• **DOCUMENT PASSAGE**:
+++

Neuren Pharmaceuticals (ASX:NEU) has moved swiftly to reinforce its confidence in DAYBUE's (trofinetide) prospects in Europe, formally backing its partner Acadia Pharmaceuticals’ plan to seek a re-examination of a negative opinion from the European Medicines Agency’s Committee for Medicinal Products for Human Use.
The re-examination request follows confirmation that the CHMP adopted its earlier negative trend vote on Acadia’s Marketing Authorisation Application for DAYBUE for the treatment of Rett syndrome in patients aged two years and older. Acadia has confirmed it will now request a re-examination of that opinion, with Neuren stating it 'fully supports' the move.
The CHMP refusal was issued despite the pivotal LAVENDER trial meeting its co-primary and key secondary endpoints. The committee cited perceived deficits, including the magnitude of treatment effect at 12 weeks, the study’s capture of core Rett symptoms, and the influence of patient discontinuations on longer-term outcomes. Acadia has indicated that this feedback will inform its re-examination strategy, while reiterating its belief in trofinetide’s clinical value based on engagement from patients, caregivers and clinicians.

+++

Image-grounded pointing data
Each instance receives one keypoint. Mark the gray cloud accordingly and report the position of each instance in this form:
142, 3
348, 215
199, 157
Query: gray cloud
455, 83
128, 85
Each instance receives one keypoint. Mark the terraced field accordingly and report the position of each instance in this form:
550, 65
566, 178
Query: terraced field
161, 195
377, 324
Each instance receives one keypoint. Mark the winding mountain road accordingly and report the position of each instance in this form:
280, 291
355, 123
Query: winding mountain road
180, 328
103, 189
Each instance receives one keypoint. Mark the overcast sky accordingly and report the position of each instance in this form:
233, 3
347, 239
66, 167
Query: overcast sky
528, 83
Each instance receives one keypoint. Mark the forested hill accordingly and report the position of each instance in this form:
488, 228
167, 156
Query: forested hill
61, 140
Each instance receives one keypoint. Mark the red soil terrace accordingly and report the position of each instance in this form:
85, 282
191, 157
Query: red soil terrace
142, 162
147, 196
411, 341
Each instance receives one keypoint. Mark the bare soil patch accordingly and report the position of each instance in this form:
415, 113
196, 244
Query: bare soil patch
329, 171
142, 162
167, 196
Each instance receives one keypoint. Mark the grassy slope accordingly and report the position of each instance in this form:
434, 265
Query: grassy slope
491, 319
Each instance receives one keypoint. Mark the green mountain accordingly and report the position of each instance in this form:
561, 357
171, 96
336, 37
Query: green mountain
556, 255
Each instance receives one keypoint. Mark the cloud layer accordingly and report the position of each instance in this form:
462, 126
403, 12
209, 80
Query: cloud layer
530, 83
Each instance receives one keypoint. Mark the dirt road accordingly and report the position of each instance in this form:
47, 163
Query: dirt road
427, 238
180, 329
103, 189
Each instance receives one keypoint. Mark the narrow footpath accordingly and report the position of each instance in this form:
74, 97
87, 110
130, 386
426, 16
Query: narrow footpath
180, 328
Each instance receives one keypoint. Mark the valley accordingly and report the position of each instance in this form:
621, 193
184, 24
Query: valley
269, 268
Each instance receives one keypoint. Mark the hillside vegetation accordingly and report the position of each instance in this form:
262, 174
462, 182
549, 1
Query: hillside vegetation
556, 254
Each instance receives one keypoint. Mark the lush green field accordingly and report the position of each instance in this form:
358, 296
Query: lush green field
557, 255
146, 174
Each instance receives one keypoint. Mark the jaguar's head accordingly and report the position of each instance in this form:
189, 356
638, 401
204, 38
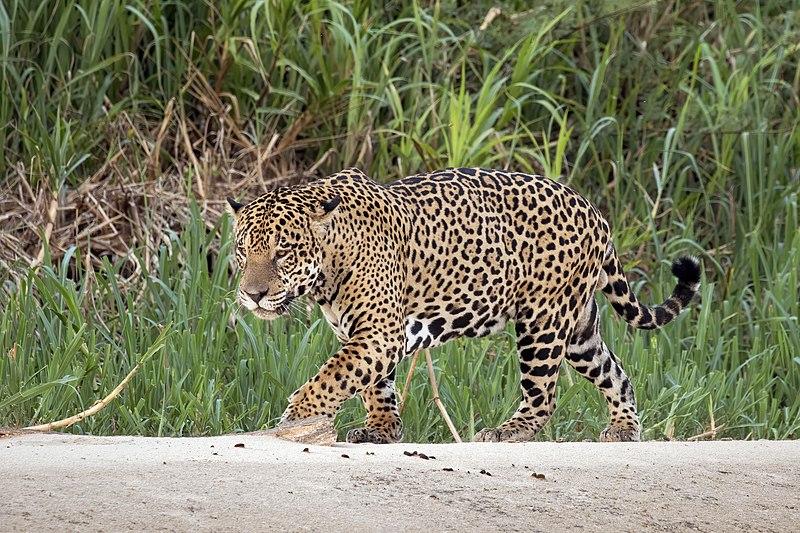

+++

• **YOUR GOAL**: Extend the article on Neuren backing Acadia's DAYBUE re-examination request, continuing from its final sentence.

• **REPLY TO THE TASK**:
Neuren CEO Jon Pilcher underscored the company’s position, noting that DAYBUE has been making a difference for patients in approved markets for nearly three years and that the unmet need in Europe remains substantial and urgent. A re-examination by the CHMP is expected to conclude with an opinion likely by the end of the second quarter of 2026, following formal adoption of the initial decision.
The European regulatory outcome stands in contrast to continued commercial momentum elsewhere. DAYBUE generated net sales of US$391 million in 2025, up 12 per cent on the prior year, delivering $65 million in royalty income to Neuren. More than 1,000 unique patients received a shipment during the year, and the 12-month persistency rate improved to approximately 55 per cent.
Acadia has guided to 2026 net sales of US$460 million to US$490 million, implying potential royalties to Neuren of US$ 70 million to US$ 77 million under conservative assumptions. This guidance excludes any contribution from potential European commercialisation, meaning a successful re-examination outcome would represent upside beyond current forecasts.
Neuren’s broader financial position provides a solid foundation as the European process plays out. For 2025, the company reported royalty income of $65 million and profit after tax of $30 million. Cash and short-term investments stood at $296 million at 31 December 2025, supporting both pipeline investment and capital management initiatives.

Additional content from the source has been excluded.